Work instructions: Can you rewrite everything below, from the line containing "Mark every instance of the purple" down to the line containing "301), (155, 127)]", substituting "violet flower" for "purple flower" and leaving all else unchanged?

━━━━━ Given information ━━━━━

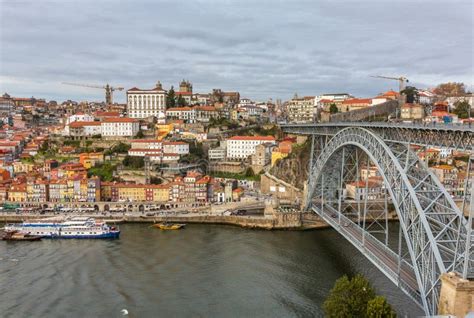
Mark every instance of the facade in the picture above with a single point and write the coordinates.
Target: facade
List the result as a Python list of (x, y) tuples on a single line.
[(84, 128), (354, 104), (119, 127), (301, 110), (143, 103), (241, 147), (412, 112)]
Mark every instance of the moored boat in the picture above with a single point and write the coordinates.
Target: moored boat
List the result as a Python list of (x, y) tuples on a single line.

━━━━━
━━━━━ Given information ━━━━━

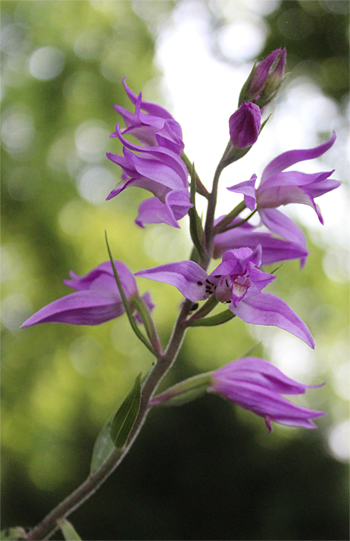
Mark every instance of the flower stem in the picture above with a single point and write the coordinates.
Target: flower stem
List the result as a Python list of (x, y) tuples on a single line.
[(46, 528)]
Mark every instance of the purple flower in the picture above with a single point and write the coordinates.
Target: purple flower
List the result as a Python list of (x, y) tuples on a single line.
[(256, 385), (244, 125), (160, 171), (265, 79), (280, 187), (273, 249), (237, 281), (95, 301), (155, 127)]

━━━━━
━━━━━ Given information ━━━━━

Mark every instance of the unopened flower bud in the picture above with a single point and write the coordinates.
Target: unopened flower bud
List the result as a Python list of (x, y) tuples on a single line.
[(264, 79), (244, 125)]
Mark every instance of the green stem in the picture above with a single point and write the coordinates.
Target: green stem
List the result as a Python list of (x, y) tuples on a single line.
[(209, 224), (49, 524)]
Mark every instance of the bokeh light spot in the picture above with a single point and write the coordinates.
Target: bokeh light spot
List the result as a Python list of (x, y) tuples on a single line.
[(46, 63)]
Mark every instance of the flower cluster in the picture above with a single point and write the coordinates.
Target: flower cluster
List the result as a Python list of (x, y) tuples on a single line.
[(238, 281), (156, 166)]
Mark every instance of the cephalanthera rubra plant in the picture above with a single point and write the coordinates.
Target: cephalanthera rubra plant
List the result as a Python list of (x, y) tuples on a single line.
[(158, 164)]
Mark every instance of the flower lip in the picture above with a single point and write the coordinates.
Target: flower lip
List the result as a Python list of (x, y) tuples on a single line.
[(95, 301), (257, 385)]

━━━━━

Result for this task:
Mark every instance of the violet flower in the picture above with a single point and write the coordinates.
Target: violet flower
List the result as a Python list of (x, y) tuples on a single line.
[(256, 385), (244, 125), (160, 171), (265, 79), (280, 187), (273, 249), (237, 281), (95, 301), (155, 127)]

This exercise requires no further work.